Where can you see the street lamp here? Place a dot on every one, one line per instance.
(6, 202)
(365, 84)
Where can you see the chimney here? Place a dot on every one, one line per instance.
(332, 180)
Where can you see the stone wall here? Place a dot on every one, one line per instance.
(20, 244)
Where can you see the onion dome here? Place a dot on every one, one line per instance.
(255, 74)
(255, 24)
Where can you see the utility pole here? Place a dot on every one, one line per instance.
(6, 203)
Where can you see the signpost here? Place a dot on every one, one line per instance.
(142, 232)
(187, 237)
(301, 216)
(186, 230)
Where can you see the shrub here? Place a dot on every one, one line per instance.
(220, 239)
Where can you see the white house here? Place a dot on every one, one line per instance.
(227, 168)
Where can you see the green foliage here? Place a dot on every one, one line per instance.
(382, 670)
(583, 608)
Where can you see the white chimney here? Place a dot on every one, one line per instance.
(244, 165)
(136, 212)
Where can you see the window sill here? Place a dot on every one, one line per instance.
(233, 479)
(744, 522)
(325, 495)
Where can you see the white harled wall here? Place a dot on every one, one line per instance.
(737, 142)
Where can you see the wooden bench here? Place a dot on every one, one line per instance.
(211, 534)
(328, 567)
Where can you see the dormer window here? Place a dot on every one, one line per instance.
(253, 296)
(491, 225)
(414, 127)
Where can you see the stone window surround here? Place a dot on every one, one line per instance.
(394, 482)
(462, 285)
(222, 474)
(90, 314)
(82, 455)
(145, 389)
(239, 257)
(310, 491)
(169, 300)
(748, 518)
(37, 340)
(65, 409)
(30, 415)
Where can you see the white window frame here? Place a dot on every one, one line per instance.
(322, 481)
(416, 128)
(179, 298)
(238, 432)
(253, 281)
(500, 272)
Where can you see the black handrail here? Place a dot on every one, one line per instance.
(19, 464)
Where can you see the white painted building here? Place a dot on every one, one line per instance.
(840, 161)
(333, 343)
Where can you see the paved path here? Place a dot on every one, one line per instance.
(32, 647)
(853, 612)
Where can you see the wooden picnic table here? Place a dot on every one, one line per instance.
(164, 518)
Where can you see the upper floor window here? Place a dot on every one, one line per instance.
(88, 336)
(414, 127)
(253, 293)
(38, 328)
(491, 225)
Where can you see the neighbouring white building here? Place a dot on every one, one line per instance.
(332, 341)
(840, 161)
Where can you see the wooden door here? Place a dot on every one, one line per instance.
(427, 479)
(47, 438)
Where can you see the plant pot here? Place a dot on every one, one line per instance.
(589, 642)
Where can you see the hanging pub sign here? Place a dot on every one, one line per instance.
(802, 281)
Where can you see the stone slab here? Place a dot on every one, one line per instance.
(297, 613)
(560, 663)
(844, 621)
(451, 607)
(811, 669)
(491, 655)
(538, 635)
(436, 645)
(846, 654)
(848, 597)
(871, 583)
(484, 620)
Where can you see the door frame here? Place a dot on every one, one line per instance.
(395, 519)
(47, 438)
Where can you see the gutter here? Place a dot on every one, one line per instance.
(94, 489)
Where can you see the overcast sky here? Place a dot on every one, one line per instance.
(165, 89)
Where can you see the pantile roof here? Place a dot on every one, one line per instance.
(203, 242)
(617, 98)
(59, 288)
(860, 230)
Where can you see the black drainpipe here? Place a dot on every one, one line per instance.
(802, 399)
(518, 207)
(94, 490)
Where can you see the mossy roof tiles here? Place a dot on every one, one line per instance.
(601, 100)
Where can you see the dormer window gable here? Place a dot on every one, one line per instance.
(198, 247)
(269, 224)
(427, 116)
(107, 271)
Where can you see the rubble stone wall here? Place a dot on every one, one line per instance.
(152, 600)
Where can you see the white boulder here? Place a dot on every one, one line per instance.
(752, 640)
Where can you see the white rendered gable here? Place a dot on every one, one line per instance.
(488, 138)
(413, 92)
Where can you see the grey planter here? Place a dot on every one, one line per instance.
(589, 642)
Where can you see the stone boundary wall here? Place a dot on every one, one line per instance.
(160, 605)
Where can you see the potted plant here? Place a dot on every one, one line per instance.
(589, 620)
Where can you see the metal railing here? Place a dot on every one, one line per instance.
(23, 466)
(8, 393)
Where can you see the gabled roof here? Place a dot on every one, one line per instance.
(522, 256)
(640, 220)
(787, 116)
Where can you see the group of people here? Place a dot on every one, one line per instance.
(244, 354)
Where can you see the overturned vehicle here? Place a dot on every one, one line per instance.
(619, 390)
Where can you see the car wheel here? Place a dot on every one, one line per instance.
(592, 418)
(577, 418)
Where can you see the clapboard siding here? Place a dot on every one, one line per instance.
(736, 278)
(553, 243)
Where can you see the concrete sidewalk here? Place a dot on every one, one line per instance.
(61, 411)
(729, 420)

*Description of the task*
Quote each line above in full, word for word.

*Response*
Where can you see the street lamp here? Place a dot on every one, one line per instance.
(6, 202)
(365, 84)
Where can you see the chimney here? Place a dot on every one, one line per instance.
(332, 180)
Where can you see the stone wall here? Place a dot on every one, one line per instance.
(20, 244)
Where can you see the onion dome here? Place a dot on every one, one line per instance.
(255, 74)
(255, 24)
Where can you see the utility pole here? Place a dot on every one, one line per instance.
(6, 203)
Where can you see the signpost here? Place a dot on every one, one line per instance.
(142, 232)
(187, 237)
(301, 216)
(186, 230)
Where can you see the shrub here? Place a dot on every one, one line per instance.
(220, 239)
Where can you see the white house here? Place a dot on every one, one line per instance.
(227, 168)
Where can you see the green foliage here? Place a dot on every one, one line per instance.
(382, 670)
(583, 608)
Where can you see the white chimney here? Place a dot on every one, one line per instance.
(244, 165)
(136, 212)
Where can you see the window sill here? Place a dot on every one, one line per instance.
(233, 479)
(744, 522)
(325, 495)
Where can you see the white harled wall here? Place a dot on every one, one line per instance.
(737, 142)
Where can you see the wooden bench here? Place a dot on every one, one line per instance.
(211, 534)
(328, 567)
Where can you see the dormer window here? Place a dot on every one, one line per instance.
(253, 296)
(491, 225)
(414, 127)
Where can you see the stone window surround here? Place a dot on every one, one line per instance.
(394, 482)
(462, 285)
(222, 474)
(90, 314)
(82, 455)
(145, 389)
(239, 257)
(310, 491)
(169, 300)
(748, 518)
(37, 340)
(65, 409)
(30, 415)
Where can you see the white window frame here? Place a dot on every one, one line per instance.
(322, 481)
(416, 128)
(179, 298)
(238, 432)
(253, 281)
(500, 272)
Where can you see the black handrail here? Place a dot on every one, one line per instance.
(19, 464)
Where can you see the white painted building here? Place a dot on every one, one line per instance.
(840, 161)
(333, 343)
Where can you see the paved path here? Place a dot on every one, one line per instance.
(32, 647)
(853, 612)
Where can you see the wooden picnic table here? Place a dot on every one, one line per instance.
(164, 518)
Where can you see the upper floor window here? Place a dot on every one, one line per instance.
(88, 336)
(414, 127)
(253, 293)
(38, 328)
(491, 225)
Where can you see the neighbouring white building here? Place a dot on every one, one line per instance.
(332, 341)
(840, 161)
Where can you see the wooden door here? Place a dot on every one, one line per instance.
(427, 479)
(47, 438)
Where can you see the plant pot here? Place a dot on every one, one line per instance.
(589, 642)
Where can you see the hanging pub sign here? Place a dot on every one, one line per instance.
(802, 281)
Where can you see the stone slab here? Place a dot on every one, one line per instance.
(297, 613)
(560, 663)
(844, 621)
(451, 607)
(811, 669)
(491, 655)
(538, 635)
(436, 645)
(846, 654)
(848, 597)
(871, 583)
(484, 620)
Where can you see the door frame here? Place a dot on every one, one line per instance.
(395, 519)
(47, 438)
Where can you see the gutter here? Place a dot on every one, one line per instance.
(94, 489)
Where can you see the overcast sky here? Place a dot on every one, one line per instance.
(165, 89)
Where can you see the pantile roof here? Place a dot on every one, one line per instance.
(203, 242)
(617, 98)
(59, 288)
(860, 230)
Where can you see the black drainpipe here? Place a dot on every one, one line per instance.
(802, 399)
(518, 207)
(94, 490)
Where can you see the mossy roof tiles here? Place a dot on every one, one line per instance.
(601, 100)
Where can you see the dormer window gable here? Place a dot on every one, one line per instance.
(198, 247)
(269, 224)
(427, 116)
(107, 271)
Where can you see the rubble stone wall here? Place a dot on every one, one line per instance.
(152, 600)
Where can you see the white boulder here? Place a dot on every one, one line per instance.
(752, 640)
Where can you see the white rendered gable here? Place a dot on every one, one line per instance.
(488, 138)
(413, 92)
Where can you see the grey planter here? Place a dot on every one, one line per instance.
(589, 642)
Where can you see the stone boundary wall here? Place a dot on every one, one line per instance.
(160, 605)
Where can you see the potted plant here? Place a dot on every one, one line per instance.
(589, 620)
Where can you see the metal railing here? Place a dot on every one, one line per instance.
(23, 466)
(8, 393)
Where can you see the gabled roof here? Place a dot on every one, one line per instance.
(522, 256)
(640, 220)
(787, 116)
Where can you see the group of people here? Place a dot on every one, one line per instance.
(244, 354)
Where can you see the overturned vehicle here? Place a dot on every one, one line per instance.
(619, 390)
Where can you see the car wheel here? Place a dot on every one, one line per instance.
(592, 418)
(577, 418)
Where can you see the clapboard siding here? Place a dot on every one, one line per instance.
(736, 278)
(553, 243)
Where can you see the concrete sidewalk here? Place a dot on every one, one line per instance.
(61, 411)
(729, 420)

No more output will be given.